**What the task requires:** Determine how many lines of the entries below contain the word "bearskin", treating uppercase and lowercase letters as distinct. Give only that number.

**Given records:**
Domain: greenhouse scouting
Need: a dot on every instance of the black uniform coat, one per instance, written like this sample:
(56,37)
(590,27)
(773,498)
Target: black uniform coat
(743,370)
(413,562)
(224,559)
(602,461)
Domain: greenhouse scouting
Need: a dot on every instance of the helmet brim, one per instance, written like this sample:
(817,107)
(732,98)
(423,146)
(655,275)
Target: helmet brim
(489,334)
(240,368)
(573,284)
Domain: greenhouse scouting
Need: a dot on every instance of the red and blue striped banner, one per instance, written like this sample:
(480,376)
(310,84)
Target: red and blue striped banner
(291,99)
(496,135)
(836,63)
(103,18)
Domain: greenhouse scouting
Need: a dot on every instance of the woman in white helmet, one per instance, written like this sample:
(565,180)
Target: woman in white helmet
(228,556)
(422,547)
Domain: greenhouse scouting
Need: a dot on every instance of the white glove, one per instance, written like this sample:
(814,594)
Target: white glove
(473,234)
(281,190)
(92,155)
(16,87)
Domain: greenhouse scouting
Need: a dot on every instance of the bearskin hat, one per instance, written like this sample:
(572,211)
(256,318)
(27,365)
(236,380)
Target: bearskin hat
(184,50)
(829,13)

---

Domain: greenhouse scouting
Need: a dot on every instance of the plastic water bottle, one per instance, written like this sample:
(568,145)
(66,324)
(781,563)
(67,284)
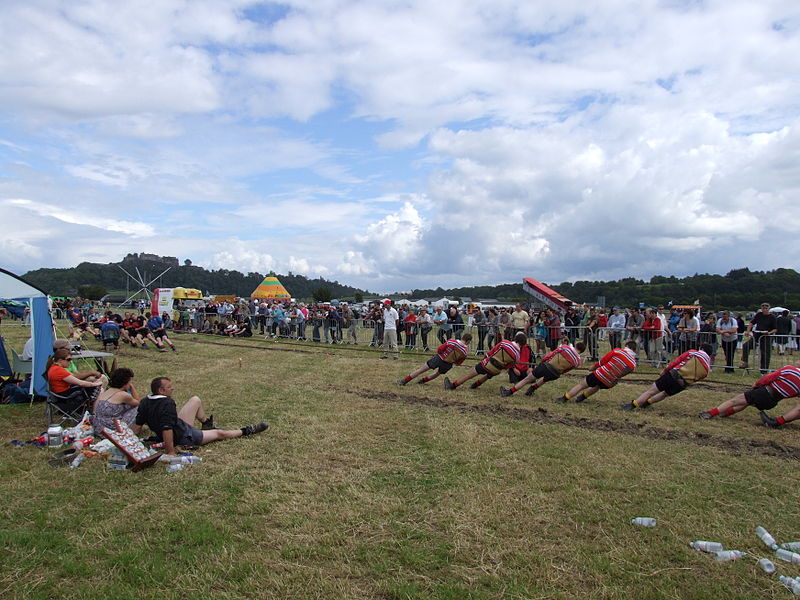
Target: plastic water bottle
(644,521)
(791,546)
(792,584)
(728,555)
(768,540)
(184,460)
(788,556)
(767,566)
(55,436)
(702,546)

* * *

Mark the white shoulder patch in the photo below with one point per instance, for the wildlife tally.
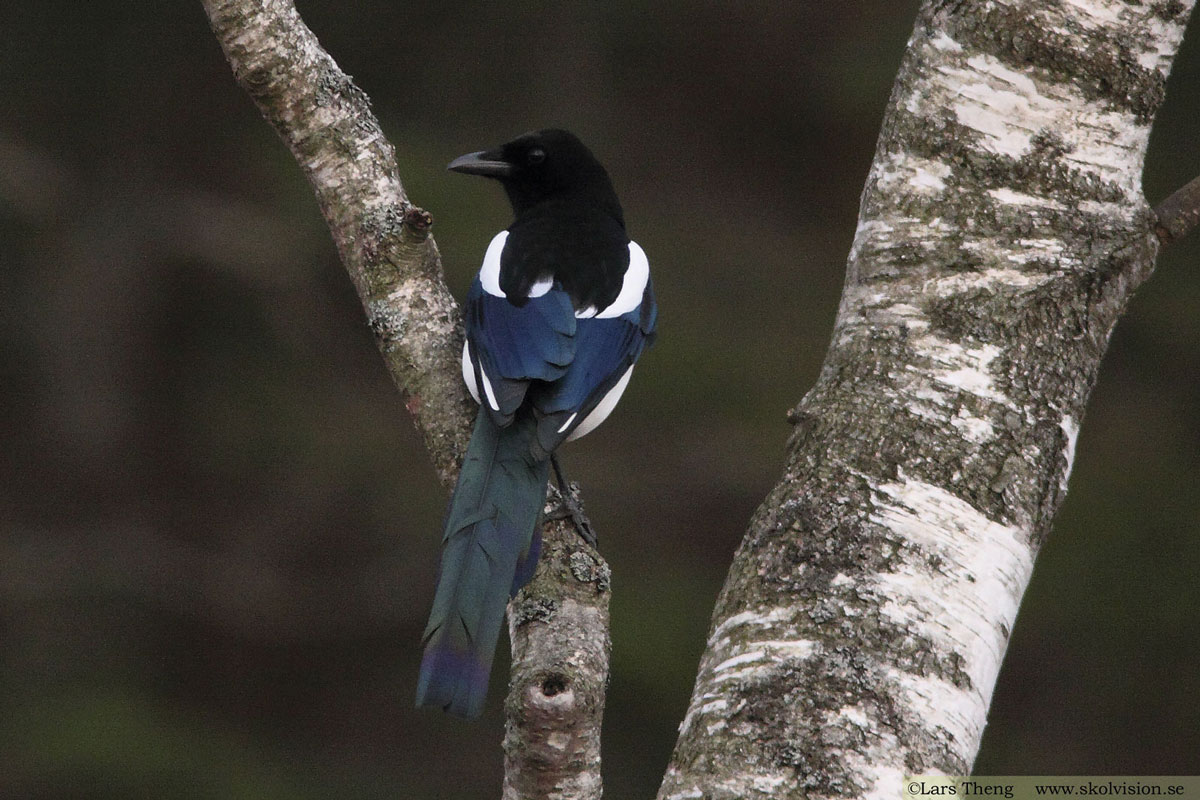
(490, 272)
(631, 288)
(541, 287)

**Exercise response:** 2